— Work item —
Could you repeat word for word only the lines from the one containing "Note to the class: mark the yellow" to the last line of the data below?

============================================================

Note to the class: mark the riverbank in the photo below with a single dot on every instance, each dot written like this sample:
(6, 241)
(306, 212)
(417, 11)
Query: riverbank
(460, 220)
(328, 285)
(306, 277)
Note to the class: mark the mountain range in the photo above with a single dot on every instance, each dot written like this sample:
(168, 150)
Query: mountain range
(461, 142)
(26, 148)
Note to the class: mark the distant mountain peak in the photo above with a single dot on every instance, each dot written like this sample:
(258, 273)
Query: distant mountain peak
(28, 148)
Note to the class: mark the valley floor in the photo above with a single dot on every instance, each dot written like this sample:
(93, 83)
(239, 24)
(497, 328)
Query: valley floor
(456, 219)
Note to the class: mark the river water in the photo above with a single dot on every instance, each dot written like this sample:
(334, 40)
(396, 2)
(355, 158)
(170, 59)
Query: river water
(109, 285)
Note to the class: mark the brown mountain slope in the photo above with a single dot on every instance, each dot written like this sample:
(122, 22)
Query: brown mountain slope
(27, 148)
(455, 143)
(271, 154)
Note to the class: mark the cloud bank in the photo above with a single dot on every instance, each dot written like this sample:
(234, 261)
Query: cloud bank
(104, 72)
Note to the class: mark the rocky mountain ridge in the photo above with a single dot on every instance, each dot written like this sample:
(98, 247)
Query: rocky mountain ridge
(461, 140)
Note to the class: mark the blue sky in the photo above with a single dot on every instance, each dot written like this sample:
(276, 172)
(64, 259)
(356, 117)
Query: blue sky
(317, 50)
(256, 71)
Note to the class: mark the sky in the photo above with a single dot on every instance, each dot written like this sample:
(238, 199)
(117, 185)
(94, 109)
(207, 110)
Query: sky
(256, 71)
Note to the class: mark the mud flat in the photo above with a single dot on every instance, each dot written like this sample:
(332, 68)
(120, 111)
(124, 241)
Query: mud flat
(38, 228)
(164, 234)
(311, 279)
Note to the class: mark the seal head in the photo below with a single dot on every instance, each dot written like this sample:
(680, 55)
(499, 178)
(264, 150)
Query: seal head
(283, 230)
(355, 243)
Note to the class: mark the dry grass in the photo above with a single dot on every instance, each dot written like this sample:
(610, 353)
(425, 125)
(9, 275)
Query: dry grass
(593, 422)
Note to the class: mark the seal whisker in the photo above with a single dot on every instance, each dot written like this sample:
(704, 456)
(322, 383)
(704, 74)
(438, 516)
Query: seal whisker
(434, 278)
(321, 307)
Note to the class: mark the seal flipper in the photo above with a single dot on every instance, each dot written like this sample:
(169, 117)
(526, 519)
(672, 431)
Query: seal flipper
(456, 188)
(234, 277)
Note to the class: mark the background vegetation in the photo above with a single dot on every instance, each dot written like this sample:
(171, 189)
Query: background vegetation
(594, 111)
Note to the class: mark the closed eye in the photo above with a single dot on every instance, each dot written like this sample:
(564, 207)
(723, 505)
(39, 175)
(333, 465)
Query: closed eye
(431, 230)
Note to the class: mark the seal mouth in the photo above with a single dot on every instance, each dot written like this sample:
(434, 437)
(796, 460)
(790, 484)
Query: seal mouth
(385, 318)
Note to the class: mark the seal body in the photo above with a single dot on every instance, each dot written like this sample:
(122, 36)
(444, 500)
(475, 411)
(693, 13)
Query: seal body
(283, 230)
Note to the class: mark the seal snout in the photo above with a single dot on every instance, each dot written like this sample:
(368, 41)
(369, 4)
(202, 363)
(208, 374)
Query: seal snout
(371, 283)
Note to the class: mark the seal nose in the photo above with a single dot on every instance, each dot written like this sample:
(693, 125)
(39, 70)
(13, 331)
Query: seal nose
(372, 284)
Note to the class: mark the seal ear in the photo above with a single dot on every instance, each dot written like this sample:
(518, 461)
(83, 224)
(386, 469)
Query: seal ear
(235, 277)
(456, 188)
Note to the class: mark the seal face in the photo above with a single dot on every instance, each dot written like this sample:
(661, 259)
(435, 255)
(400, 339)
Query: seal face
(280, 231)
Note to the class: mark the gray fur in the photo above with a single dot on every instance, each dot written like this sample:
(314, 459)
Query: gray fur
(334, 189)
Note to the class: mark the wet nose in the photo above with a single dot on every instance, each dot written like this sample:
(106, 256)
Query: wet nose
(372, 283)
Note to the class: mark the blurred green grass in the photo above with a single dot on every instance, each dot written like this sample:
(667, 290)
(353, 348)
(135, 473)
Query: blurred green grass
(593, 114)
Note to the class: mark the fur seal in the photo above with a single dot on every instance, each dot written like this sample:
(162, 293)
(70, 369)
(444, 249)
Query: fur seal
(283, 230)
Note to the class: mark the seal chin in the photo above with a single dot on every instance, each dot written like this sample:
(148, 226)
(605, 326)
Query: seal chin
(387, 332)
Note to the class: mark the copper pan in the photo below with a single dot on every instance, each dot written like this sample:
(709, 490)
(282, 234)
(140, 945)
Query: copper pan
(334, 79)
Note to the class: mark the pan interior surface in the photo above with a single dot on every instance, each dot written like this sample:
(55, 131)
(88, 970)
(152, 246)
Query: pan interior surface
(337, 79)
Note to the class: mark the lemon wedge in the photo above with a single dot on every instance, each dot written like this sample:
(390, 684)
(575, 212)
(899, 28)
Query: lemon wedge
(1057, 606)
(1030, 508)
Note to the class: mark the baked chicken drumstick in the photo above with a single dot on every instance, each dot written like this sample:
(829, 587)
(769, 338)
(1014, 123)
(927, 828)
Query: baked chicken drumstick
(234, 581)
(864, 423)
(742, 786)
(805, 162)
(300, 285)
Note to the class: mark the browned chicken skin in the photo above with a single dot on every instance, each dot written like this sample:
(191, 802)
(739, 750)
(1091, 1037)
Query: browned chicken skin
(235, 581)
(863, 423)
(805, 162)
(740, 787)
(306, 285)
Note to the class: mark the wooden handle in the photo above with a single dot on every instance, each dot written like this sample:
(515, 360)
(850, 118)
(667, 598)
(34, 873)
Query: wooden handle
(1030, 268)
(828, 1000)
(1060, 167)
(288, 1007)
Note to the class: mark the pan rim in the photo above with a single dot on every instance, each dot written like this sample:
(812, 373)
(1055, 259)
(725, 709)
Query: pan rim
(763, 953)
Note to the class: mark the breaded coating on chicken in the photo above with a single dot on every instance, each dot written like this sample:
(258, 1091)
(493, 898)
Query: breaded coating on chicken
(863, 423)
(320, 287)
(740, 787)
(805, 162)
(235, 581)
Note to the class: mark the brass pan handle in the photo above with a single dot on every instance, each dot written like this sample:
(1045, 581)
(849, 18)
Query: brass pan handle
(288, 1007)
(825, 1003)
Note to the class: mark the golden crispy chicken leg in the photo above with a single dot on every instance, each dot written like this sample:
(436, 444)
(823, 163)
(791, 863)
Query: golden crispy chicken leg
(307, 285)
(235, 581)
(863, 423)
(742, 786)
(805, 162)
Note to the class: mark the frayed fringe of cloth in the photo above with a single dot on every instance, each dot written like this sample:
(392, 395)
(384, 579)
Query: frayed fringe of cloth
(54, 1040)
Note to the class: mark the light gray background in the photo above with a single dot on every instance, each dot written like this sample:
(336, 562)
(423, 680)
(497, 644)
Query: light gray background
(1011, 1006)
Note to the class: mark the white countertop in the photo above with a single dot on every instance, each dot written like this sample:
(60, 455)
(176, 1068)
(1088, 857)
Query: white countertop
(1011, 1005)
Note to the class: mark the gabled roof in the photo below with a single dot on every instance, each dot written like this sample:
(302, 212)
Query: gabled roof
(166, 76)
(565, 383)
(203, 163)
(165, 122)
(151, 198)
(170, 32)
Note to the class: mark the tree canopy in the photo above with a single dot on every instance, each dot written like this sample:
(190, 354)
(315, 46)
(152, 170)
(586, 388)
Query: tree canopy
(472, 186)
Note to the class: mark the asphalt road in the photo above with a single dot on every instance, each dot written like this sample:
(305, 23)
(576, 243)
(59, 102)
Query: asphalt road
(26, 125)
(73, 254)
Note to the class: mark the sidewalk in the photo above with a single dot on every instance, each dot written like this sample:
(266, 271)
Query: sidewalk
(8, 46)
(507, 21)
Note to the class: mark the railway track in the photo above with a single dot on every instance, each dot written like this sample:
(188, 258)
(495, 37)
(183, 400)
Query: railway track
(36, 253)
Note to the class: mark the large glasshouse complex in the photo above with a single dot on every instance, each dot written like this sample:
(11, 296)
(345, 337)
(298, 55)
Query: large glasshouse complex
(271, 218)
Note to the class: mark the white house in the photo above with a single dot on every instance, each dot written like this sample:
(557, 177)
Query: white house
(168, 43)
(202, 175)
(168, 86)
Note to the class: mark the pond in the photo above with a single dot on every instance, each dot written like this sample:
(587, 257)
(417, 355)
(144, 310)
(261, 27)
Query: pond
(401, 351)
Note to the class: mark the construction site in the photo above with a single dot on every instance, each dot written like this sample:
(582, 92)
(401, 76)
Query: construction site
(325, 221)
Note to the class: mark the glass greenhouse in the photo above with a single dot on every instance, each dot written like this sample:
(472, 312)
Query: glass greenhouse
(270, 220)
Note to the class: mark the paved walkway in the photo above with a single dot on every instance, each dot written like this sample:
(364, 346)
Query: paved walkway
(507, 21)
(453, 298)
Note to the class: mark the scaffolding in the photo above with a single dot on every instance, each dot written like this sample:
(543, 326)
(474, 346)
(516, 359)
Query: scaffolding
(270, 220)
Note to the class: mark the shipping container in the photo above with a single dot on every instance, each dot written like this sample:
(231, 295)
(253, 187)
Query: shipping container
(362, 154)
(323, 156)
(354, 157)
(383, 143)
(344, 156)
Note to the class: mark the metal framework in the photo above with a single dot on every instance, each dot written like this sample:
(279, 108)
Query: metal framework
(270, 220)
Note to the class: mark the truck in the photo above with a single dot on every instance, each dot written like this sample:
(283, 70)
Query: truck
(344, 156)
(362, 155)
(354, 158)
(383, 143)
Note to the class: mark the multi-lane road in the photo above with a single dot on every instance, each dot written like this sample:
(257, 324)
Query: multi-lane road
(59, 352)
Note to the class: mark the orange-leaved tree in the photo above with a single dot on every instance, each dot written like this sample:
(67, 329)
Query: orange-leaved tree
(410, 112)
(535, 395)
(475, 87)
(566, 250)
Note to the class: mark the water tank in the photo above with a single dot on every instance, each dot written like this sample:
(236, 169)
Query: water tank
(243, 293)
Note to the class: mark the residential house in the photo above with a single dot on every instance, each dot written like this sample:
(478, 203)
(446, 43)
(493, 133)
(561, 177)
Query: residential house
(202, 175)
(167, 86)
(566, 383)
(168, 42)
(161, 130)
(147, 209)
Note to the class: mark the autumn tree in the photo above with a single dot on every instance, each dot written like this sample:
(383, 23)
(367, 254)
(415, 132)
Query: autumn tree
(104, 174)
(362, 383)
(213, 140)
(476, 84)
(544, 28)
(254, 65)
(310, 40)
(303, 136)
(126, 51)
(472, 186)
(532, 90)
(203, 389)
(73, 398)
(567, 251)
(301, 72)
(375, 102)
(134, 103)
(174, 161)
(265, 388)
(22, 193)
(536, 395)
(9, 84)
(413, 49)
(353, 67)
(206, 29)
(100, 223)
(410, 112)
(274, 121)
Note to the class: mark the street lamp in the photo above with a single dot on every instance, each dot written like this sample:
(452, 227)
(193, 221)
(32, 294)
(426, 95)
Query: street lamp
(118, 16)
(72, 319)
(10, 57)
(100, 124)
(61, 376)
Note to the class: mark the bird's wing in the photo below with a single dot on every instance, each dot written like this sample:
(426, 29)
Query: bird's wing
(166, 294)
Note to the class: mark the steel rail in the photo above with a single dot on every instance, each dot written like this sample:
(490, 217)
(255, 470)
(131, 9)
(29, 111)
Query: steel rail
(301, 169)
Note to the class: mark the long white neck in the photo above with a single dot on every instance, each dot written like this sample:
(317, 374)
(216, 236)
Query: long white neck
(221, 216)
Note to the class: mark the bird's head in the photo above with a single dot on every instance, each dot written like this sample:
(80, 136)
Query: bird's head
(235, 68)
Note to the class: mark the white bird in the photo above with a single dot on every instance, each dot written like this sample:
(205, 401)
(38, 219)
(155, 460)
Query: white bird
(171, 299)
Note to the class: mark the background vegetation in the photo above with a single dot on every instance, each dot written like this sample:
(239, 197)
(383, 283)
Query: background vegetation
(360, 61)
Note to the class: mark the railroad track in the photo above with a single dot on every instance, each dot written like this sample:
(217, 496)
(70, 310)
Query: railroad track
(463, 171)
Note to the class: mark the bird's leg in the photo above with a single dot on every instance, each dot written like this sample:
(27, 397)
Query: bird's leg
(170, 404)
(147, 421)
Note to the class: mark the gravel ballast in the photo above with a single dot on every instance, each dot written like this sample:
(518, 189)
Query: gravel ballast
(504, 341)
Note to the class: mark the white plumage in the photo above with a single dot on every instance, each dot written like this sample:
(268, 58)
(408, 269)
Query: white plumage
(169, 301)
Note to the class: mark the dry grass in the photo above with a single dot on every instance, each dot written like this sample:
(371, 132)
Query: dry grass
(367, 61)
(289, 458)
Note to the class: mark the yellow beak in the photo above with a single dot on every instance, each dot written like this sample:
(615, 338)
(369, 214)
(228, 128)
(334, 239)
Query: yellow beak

============================================================

— Response to this exercise —
Note to the class: mark the yellow beak in the photo above with a single dot on every instance, each dot written like this sample:
(615, 338)
(369, 214)
(228, 128)
(334, 239)
Query: yellow beak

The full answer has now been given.